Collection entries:
* * *

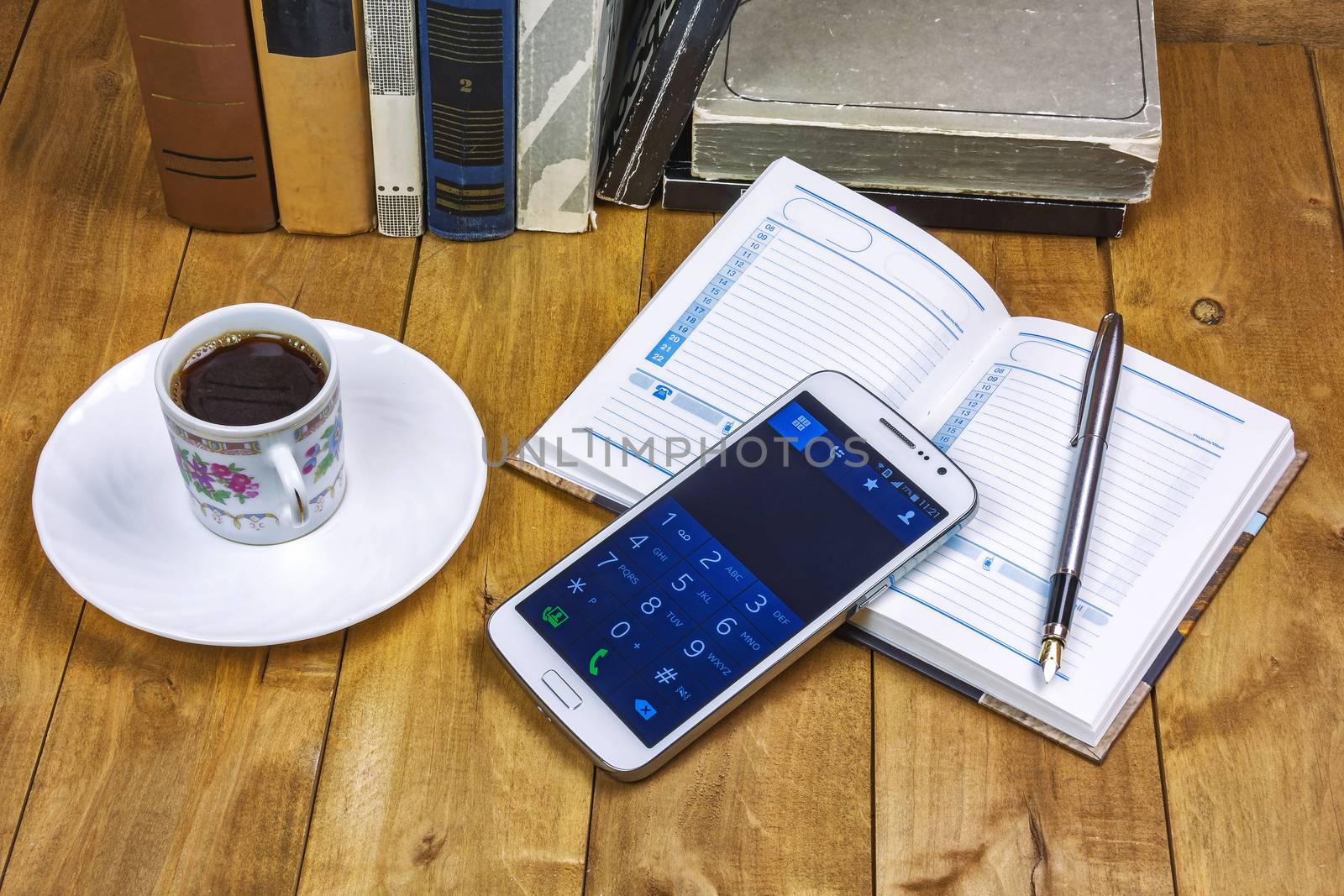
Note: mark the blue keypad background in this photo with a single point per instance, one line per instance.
(660, 618)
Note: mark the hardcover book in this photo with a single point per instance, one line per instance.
(564, 56)
(1055, 101)
(806, 275)
(667, 47)
(312, 80)
(683, 191)
(194, 60)
(394, 112)
(468, 105)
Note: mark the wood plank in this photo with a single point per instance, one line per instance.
(242, 730)
(13, 19)
(440, 774)
(1312, 22)
(969, 802)
(1249, 710)
(89, 266)
(1328, 66)
(776, 797)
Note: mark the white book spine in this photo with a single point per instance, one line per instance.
(564, 55)
(390, 47)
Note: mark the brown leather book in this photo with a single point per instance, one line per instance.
(199, 85)
(311, 58)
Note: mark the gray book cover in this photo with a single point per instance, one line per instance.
(564, 56)
(1054, 100)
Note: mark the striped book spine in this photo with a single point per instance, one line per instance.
(394, 110)
(467, 89)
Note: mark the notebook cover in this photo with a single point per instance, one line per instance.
(1055, 100)
(468, 116)
(312, 80)
(860, 636)
(683, 191)
(194, 60)
(665, 53)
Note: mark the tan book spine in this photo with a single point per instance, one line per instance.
(195, 65)
(311, 58)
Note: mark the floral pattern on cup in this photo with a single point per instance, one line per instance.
(324, 452)
(217, 481)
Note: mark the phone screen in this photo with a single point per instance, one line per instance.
(689, 595)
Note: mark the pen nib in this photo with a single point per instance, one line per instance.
(1050, 654)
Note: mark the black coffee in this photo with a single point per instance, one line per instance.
(242, 379)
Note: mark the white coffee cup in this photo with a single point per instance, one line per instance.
(268, 483)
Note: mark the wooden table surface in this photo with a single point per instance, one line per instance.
(398, 757)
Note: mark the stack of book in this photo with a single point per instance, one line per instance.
(475, 117)
(470, 117)
(1047, 114)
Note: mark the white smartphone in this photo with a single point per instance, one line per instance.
(663, 622)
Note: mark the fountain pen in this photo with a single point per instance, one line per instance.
(1095, 406)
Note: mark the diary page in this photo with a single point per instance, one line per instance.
(1182, 453)
(800, 275)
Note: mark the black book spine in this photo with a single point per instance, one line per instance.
(667, 53)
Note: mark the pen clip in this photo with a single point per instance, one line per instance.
(1106, 322)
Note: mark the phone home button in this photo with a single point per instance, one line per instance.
(562, 691)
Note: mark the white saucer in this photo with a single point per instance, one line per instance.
(111, 516)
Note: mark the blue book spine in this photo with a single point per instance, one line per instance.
(468, 66)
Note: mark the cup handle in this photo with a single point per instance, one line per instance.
(293, 511)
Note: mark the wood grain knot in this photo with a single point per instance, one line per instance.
(156, 696)
(1207, 312)
(108, 83)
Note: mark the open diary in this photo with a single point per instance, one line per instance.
(803, 275)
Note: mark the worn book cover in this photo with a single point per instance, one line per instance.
(312, 80)
(566, 50)
(199, 83)
(1057, 100)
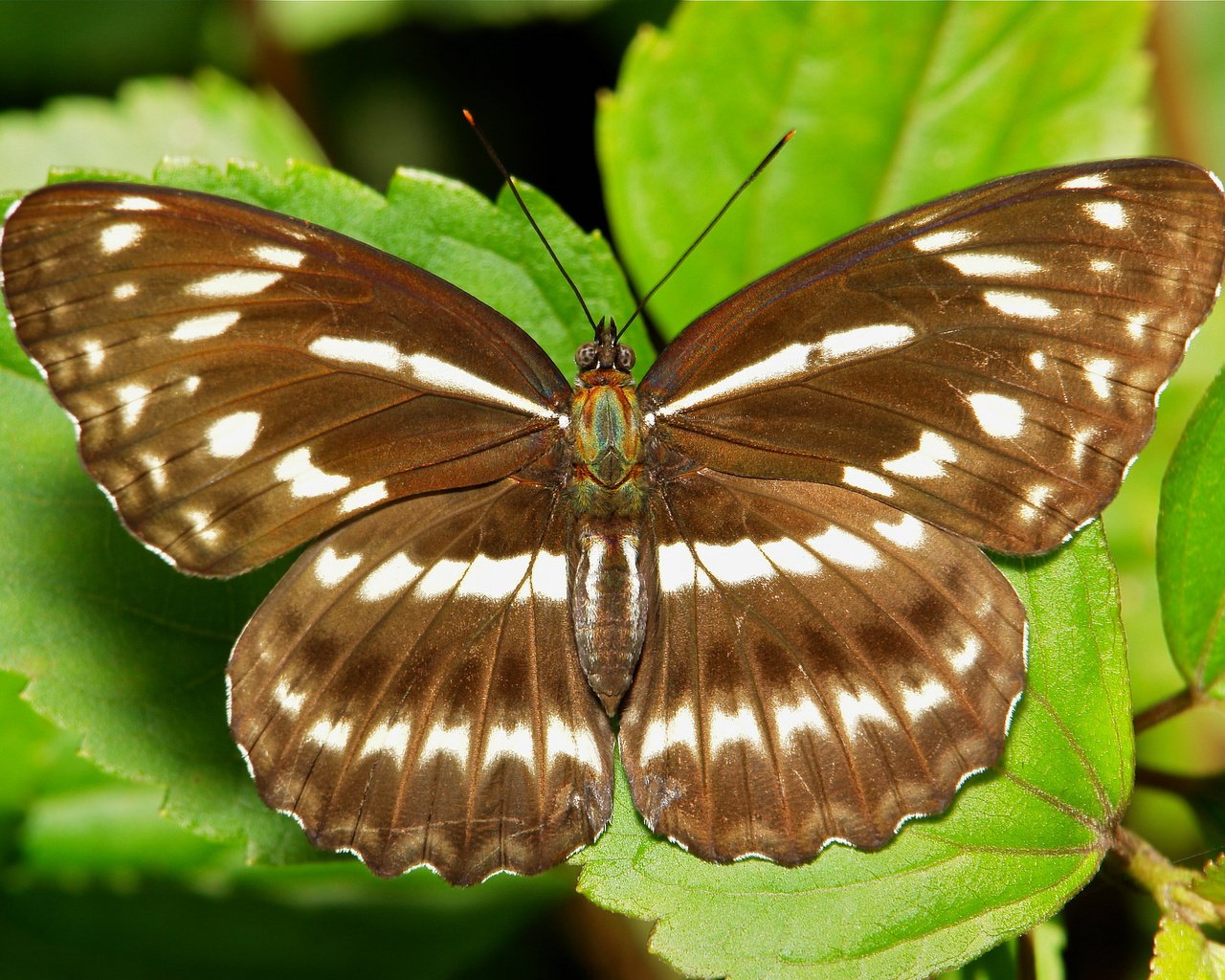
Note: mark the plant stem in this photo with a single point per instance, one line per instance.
(1170, 886)
(1165, 709)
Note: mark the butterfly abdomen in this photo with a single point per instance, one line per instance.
(608, 589)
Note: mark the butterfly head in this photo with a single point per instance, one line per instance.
(604, 353)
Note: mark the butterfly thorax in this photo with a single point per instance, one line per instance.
(608, 495)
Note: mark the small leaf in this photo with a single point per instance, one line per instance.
(893, 104)
(1190, 560)
(1018, 842)
(1182, 952)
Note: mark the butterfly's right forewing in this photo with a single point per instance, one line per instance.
(411, 691)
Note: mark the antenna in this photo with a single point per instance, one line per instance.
(705, 231)
(536, 227)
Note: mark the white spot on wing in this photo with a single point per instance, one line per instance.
(862, 479)
(118, 236)
(865, 340)
(364, 497)
(442, 376)
(135, 202)
(329, 734)
(919, 701)
(909, 532)
(678, 571)
(804, 716)
(661, 735)
(237, 283)
(350, 350)
(331, 568)
(1089, 182)
(991, 263)
(791, 362)
(967, 656)
(95, 353)
(925, 462)
(997, 415)
(510, 743)
(935, 241)
(388, 740)
(132, 402)
(1106, 213)
(394, 574)
(549, 578)
(858, 708)
(1099, 371)
(202, 327)
(304, 478)
(291, 703)
(734, 564)
(278, 255)
(494, 578)
(233, 435)
(791, 556)
(563, 742)
(1019, 304)
(441, 577)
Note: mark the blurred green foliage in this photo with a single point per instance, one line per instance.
(92, 873)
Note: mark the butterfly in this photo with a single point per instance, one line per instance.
(764, 560)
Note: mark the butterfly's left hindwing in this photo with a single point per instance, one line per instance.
(243, 381)
(411, 691)
(988, 362)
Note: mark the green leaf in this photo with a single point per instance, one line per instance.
(211, 119)
(1182, 952)
(1213, 883)
(307, 25)
(316, 922)
(893, 104)
(1191, 564)
(131, 655)
(1018, 842)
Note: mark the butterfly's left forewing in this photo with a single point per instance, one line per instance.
(411, 691)
(243, 381)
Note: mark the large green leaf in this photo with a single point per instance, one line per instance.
(893, 104)
(211, 119)
(1191, 563)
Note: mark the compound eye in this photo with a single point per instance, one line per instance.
(587, 355)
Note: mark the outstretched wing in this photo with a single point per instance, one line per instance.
(821, 666)
(988, 362)
(411, 691)
(241, 381)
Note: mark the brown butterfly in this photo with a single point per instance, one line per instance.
(764, 559)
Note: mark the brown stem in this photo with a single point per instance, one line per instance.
(1169, 884)
(1165, 709)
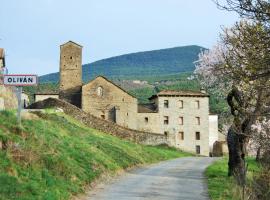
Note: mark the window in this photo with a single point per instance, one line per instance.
(181, 120)
(198, 149)
(197, 104)
(166, 120)
(181, 135)
(100, 91)
(198, 120)
(166, 103)
(198, 136)
(181, 104)
(146, 119)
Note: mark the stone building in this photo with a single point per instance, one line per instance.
(182, 116)
(106, 100)
(2, 59)
(8, 98)
(71, 73)
(43, 96)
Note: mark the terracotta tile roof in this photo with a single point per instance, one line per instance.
(183, 93)
(71, 43)
(147, 108)
(114, 85)
(2, 53)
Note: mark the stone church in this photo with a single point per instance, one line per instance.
(181, 115)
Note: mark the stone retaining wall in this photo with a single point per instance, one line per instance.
(102, 125)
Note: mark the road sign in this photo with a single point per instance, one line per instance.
(20, 80)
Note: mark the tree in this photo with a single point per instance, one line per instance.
(253, 9)
(239, 66)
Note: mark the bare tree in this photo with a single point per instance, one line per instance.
(253, 9)
(239, 66)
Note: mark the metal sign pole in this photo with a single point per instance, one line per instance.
(19, 95)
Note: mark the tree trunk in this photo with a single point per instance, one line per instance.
(237, 150)
(258, 154)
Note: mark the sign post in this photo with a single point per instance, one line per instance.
(20, 81)
(19, 97)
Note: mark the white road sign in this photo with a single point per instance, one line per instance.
(20, 80)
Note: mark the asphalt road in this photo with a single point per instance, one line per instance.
(180, 179)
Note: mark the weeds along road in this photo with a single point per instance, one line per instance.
(180, 179)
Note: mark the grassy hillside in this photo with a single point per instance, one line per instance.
(149, 63)
(222, 187)
(55, 157)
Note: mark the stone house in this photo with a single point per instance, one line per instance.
(2, 59)
(104, 99)
(182, 116)
(43, 96)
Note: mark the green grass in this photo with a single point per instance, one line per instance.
(55, 157)
(222, 187)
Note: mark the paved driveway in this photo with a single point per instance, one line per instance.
(180, 179)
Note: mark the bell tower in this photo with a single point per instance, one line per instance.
(70, 88)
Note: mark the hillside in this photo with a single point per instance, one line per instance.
(148, 63)
(53, 156)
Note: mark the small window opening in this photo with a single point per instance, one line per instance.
(198, 149)
(198, 136)
(181, 135)
(166, 133)
(181, 104)
(197, 104)
(198, 120)
(146, 119)
(166, 119)
(181, 120)
(166, 103)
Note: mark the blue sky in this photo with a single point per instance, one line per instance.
(32, 30)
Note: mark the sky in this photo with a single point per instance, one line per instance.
(31, 31)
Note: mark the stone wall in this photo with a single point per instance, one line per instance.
(102, 125)
(104, 99)
(41, 97)
(192, 108)
(71, 73)
(8, 98)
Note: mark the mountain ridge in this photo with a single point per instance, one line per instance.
(138, 64)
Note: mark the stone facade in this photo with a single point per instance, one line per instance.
(104, 99)
(105, 126)
(71, 73)
(2, 59)
(181, 116)
(41, 97)
(177, 118)
(8, 98)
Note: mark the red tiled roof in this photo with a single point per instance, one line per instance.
(183, 93)
(2, 53)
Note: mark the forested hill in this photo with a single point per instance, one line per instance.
(149, 63)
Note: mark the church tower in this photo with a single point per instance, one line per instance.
(70, 87)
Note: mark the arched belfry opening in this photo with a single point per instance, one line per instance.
(70, 88)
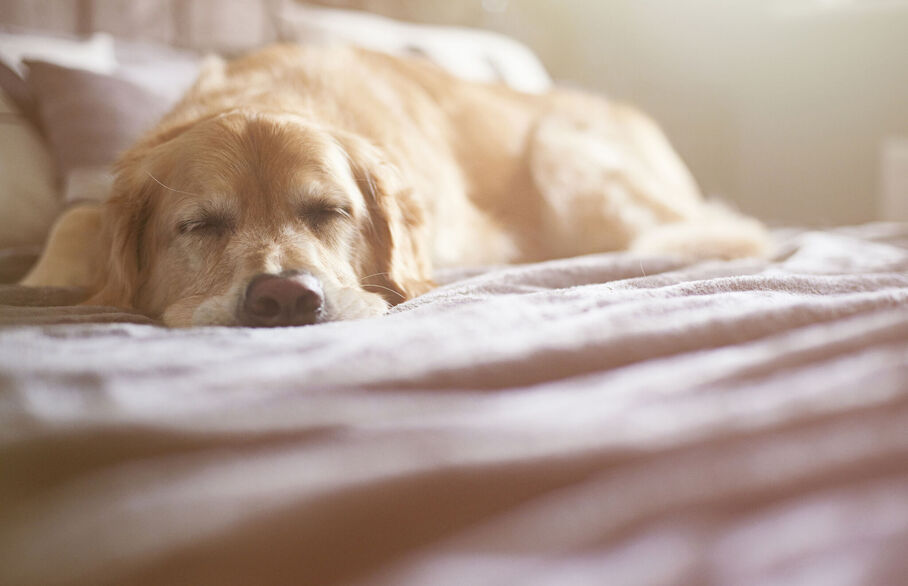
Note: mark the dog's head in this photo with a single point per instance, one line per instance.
(260, 219)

* * *

Task:
Take the line containing "Note: mark the red" and all lines after it to the end of the data above, and reproduce them exactly, leaving out pictures. Nothing else belongs in the copy.

Written answer:
Note: mark the red tiled roof in this photo with a single point per instance, one line per instance.
(183, 93)
(2, 53)
Note: mark the forested hill in this photo with a single point per instance, one line per instance.
(149, 63)
Note: mark the church tower in this photo with a single point per instance, one line per instance.
(70, 87)
Note: mark the arched belfry opening in this photo with a single point per instance, one line per instance.
(70, 88)
Note: mark the dog's head in this photo with a single point per instance, one line per instance.
(260, 219)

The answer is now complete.